* Document section:
[Mesa-dev] [PATCH] draw: handle nan clipdistance

Thu Aug 15 13:32:05 PDT 2013

Am 15.08.2013 20:27, schrieb Zack Rusin:
>> I realize this function isn't used but it looks unnecessarily 
>> complicated - two constants one AND plus one comparison when you
>> could simply do a single comparison (compare x with x with
>> unordered not equal). This is actually doubly bad with AVX because
>> the int comparison is going to use 4 instructions instead of 1
>> (extract/2 cmp/1 insert), well if this runs 8-wide at least.
> 
> I'm going to kill that function, we already have lp_build_isnan that
> does the correct thing.
Ah right. It actually uses OEQ then does a not, I think it would be
easier to understand if it would just use UNE.
I think at some point we might want to optimize these functions a bit,
even if it's really llvm's fault.
Consider this (a trivial "select 1.0 if input is a nan otherwise 0.0")

Rows pointing to named objects:
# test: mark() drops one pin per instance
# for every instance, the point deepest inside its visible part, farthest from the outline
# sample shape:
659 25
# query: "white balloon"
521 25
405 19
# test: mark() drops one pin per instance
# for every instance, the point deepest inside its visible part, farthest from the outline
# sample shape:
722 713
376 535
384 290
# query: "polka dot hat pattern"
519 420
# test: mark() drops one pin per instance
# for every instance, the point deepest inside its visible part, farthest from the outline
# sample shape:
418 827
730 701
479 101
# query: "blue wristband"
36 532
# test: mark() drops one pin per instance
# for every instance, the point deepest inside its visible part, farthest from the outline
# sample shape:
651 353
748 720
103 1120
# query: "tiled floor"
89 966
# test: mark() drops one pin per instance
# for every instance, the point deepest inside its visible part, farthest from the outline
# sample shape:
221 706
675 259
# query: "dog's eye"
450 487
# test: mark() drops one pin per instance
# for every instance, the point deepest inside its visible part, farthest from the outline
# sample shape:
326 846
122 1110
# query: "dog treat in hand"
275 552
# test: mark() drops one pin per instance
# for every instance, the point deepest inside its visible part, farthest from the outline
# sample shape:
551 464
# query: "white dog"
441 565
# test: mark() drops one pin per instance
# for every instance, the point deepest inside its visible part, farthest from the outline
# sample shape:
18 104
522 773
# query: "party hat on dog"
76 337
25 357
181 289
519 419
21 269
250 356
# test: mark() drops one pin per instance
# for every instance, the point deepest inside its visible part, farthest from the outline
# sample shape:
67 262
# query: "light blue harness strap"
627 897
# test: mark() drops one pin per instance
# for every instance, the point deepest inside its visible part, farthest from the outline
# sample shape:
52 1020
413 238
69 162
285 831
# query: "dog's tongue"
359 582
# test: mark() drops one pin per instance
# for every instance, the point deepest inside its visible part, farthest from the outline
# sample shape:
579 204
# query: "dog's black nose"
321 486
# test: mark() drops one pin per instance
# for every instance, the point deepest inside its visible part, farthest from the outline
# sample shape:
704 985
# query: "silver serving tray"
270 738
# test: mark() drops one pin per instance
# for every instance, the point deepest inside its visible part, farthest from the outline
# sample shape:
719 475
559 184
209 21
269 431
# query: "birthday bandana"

* Your tasks:
1. For each statement about the post on handling NaN clip distance, answer yes or no and quote the words from the post that decide it. (a) lp_build_isnan uses OEQ and then a not. (b) With AVX, the int comparison takes one instruction instead of four. (c) The function in question will be kept.
2. Extract every line of the rows that contains the word "blue".
The post and the rows have nothing to do with each other.

* Task-by-task outputs:
1.
(a) Yes: "It actually uses OEQ then does a not"
(b) No: "the int comparison is going to use 4 instructions instead of 1"
(c) No: "I'm going to kill that function"

2.
# query: "blue wristband"
# query: "light blue harness strap"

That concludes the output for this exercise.